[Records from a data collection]
○ ○ ○ ○ ○ ○ ○

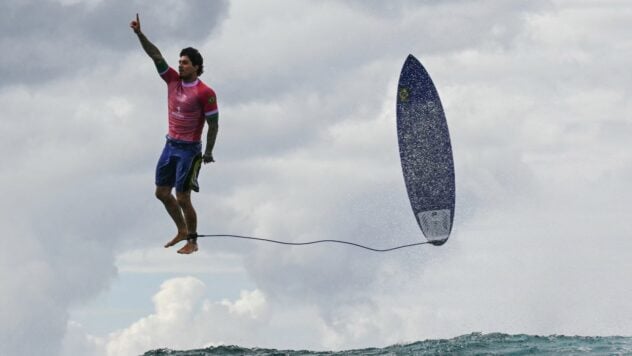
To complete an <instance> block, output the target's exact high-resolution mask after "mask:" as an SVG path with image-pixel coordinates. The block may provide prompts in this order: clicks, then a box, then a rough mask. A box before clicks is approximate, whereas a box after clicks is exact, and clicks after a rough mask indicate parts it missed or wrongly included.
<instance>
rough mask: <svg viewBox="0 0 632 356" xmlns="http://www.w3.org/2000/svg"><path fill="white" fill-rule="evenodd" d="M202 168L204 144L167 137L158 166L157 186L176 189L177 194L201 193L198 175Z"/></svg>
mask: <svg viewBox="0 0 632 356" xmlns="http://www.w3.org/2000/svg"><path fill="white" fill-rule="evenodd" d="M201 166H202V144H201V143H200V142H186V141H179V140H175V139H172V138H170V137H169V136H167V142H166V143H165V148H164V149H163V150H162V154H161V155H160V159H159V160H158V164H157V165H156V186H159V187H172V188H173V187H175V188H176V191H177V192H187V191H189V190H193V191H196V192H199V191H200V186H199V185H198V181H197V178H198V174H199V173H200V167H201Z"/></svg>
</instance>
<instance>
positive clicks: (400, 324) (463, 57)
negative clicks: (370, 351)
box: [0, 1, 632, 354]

○ ○ ○ ○ ○ ○ ○

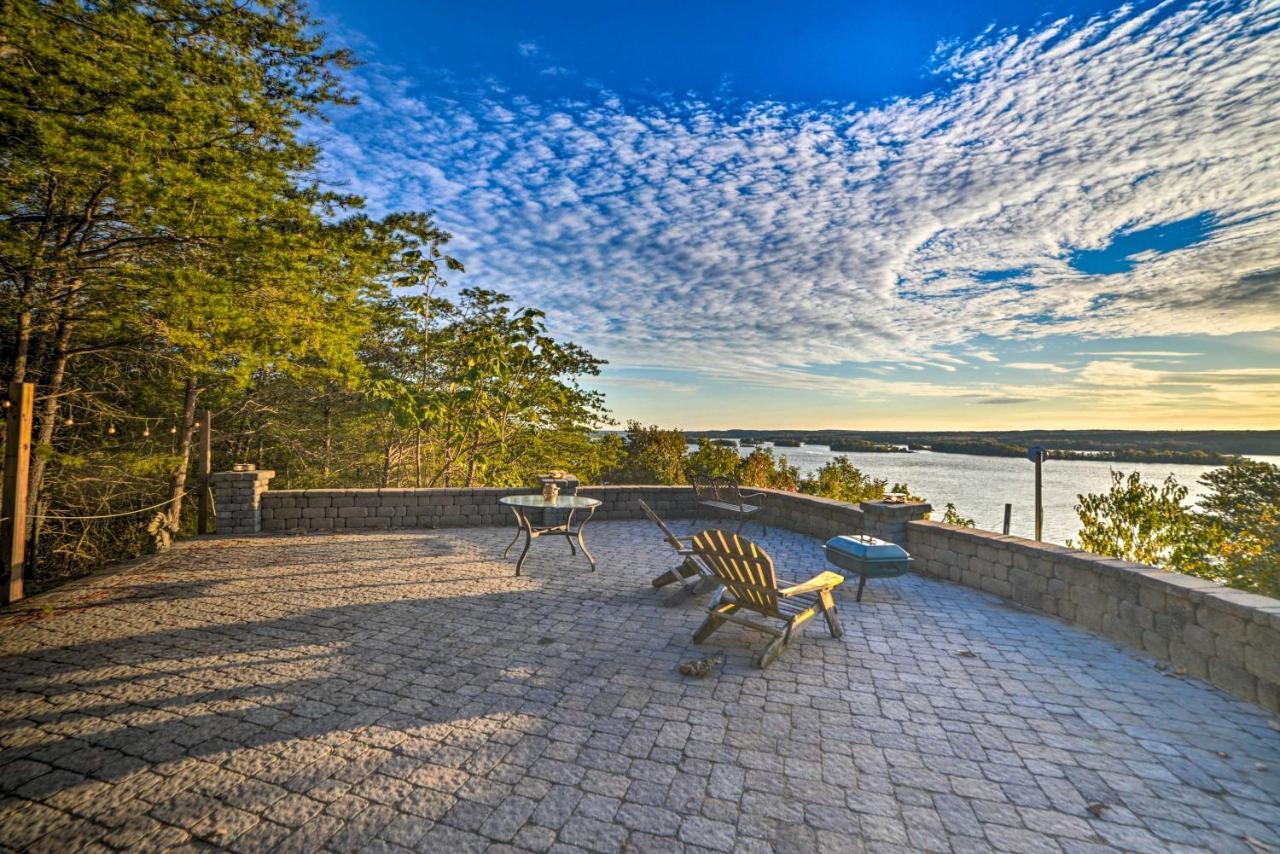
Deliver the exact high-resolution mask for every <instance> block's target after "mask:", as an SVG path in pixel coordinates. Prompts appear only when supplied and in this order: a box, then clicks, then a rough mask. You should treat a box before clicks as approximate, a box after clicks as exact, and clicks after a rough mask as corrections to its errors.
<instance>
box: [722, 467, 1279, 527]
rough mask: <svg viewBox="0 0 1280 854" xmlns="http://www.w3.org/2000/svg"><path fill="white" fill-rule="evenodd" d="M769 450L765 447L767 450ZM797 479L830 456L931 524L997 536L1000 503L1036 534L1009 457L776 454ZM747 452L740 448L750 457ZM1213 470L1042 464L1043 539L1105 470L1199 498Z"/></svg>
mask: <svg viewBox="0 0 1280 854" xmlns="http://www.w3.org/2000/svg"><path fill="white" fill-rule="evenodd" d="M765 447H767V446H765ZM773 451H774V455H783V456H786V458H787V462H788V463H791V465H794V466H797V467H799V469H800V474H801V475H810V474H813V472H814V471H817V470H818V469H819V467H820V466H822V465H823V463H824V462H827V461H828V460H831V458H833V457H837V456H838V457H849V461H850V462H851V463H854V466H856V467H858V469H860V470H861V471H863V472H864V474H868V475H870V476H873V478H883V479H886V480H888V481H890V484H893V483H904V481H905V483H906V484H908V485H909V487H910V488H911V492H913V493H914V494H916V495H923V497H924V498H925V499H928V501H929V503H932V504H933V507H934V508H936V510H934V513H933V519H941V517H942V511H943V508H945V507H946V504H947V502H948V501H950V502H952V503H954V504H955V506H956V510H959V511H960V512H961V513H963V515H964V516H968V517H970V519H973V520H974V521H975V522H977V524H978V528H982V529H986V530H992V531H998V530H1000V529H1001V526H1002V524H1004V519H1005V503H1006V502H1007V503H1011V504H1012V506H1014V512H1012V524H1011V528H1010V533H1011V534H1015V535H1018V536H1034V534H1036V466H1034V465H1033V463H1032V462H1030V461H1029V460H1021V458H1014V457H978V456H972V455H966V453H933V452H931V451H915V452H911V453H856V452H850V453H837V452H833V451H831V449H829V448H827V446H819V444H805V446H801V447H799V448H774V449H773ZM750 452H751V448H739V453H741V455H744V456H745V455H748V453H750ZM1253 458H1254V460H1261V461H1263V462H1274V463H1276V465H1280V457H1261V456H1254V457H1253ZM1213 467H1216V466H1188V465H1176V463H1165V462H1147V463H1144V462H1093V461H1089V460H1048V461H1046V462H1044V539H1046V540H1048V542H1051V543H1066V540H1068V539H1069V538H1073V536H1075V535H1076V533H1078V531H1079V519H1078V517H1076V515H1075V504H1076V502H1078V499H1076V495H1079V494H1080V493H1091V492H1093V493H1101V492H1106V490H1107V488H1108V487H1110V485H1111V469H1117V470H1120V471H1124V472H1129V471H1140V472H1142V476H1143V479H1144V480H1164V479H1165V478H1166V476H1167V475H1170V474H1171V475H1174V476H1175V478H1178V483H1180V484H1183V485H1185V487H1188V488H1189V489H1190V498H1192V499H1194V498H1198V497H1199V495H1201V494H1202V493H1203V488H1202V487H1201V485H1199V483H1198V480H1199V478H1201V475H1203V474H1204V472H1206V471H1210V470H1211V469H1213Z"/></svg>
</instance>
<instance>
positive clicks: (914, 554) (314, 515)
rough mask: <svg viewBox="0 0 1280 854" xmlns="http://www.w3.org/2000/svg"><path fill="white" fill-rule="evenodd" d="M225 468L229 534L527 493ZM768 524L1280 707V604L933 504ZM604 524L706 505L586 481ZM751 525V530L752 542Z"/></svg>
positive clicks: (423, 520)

○ ○ ○ ○ ○ ○ ○

-- Try it --
Your answer should consist of the lines from the line with "positive clicks: (400, 324) (463, 57)" to the line with "box: [0, 1, 632, 354]" above, repeated exactly, both ends included.

-- Task solution --
positive clicks: (400, 324) (463, 57)
negative clicks: (370, 351)
box: [0, 1, 632, 354]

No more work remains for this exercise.